● Document section:

┄┄┄┄┄┄┄┄┄┄┄┄┄┄┄┄┄┄┄┄

STEPHANOPOULOS: So when the FBI brings this to Don McGahn, the White House counsel, what's supposed to happen?
MALONEY: What's supposed to happen is they're supposed to say, we've got a problem with this guy, DQ him, sideline him. Let's find out what the facts are because you don't want him in the chair reading material that is so sensitive that only the president can see it in some cases, and the staff secretary. People don't understand that the national security adviser doesn't give a memo to the president. He gives it to the staff secretary who gives it to the president.
That means the staff secretary literally sees everything. You know this. And therefore you cannot have someone seeing our nation's secret who has a secret of their own. They are so easy to blackmail, that's why you do a background check.
STEPHANOPOULOS: Governor Christie, how do you explain this? This clearly -- Don McGahn clearly knew about this several months ago, credible reports that John Kelly did as well. Where's the breakdown here?
CHRIS CHRISTIE, ABC CONTRIBUTOR: Well, the breakdown is obviously in the process. I went through this, George, when I was U.S. attorney. Every assistant in the United States Attorney has to go through the same type of background check that you're talking about. And the fact is, when there is a problem that comes up, they don't give you like progress reports. But when there is an issue, ultimately, it comes to the employing agency to make this decision.
STEPHANOPOULOS: Right. It's not the FBI's decision. It's the...
(CROSSTALK)
CHRISTIE: No, it is not the FBI's decision. The FBI is a collector of facts and information that they then present. In our case it was to the Department of Justice. And then you as U.S. attorney spoke with the people at the Department of Justice and say, here are the facts, are we comfortable with providing clearance to this person or not? Are there are standards? And there were certain standards in the Bush Justice Department on drug use and other things that would automatically disqualify someone.
So ultimately this is the decision of the White House. And so depending upon when it was presented, whether it was presented to Chief of Staff Preibus or whether it was presented ultimately first time to Chief of Staff Kelly, along with the White House counsel, they're the decision-making parties here that present that information to the president. So clearly there was a breakdown in process.

┄┄┄┄┄┄┄┄┄┄┄┄┄┄┄┄┄┄┄┄

● Supplied records:
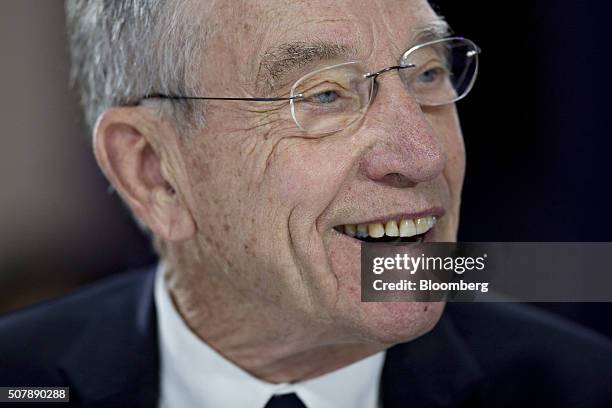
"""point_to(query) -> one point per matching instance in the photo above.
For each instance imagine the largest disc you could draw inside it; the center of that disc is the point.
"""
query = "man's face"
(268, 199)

┄┄┄┄┄┄┄┄┄┄┄┄┄┄┄┄┄┄┄┄

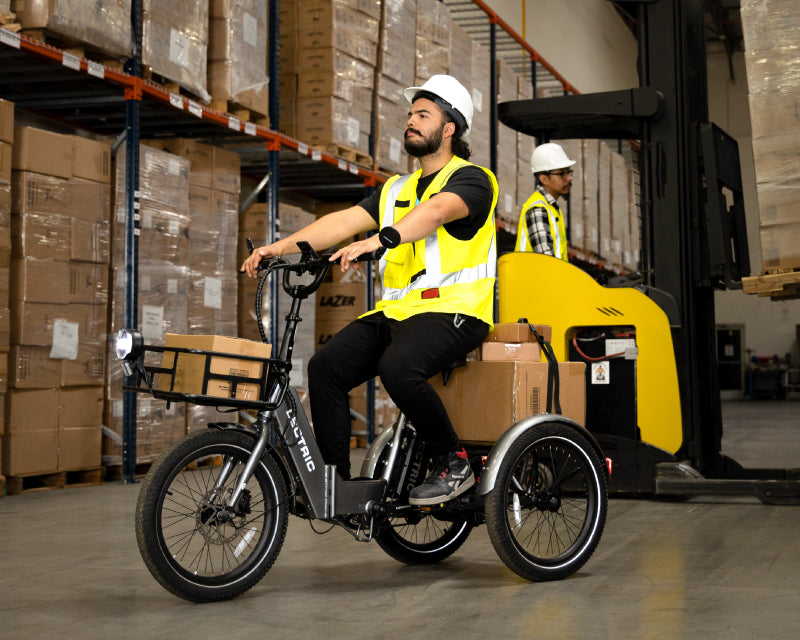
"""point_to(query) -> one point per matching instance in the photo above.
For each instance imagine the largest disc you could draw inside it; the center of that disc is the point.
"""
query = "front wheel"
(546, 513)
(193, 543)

┄┄┄┄┄┄┄┄┄┄┄┄┄┄┄┄┄┄┄┄

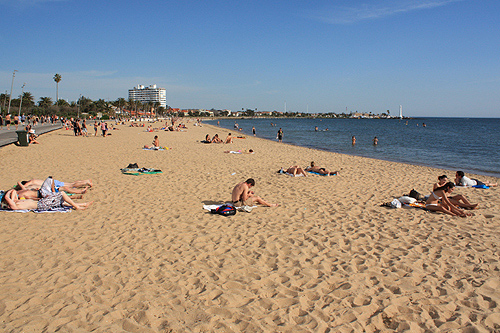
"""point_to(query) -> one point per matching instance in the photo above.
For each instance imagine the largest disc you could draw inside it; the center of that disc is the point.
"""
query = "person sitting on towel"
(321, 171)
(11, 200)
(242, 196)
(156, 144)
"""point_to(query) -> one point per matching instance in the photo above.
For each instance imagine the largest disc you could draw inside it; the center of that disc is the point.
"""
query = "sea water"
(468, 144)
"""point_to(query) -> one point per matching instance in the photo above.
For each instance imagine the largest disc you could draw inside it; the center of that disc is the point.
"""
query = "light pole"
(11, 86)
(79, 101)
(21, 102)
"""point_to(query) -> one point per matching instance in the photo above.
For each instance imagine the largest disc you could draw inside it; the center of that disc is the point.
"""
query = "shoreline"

┄┄┄┄┄┄┄┄┄┄┄┄┄┄┄┄┄┄┄┄

● Requirement:
From the interview transcript, list each person it names as holding a White House post, along with that post.

● Task result:
- Don McGahn: White House counsel
- John Kelly: chief of staff
- Preibus: chief of staff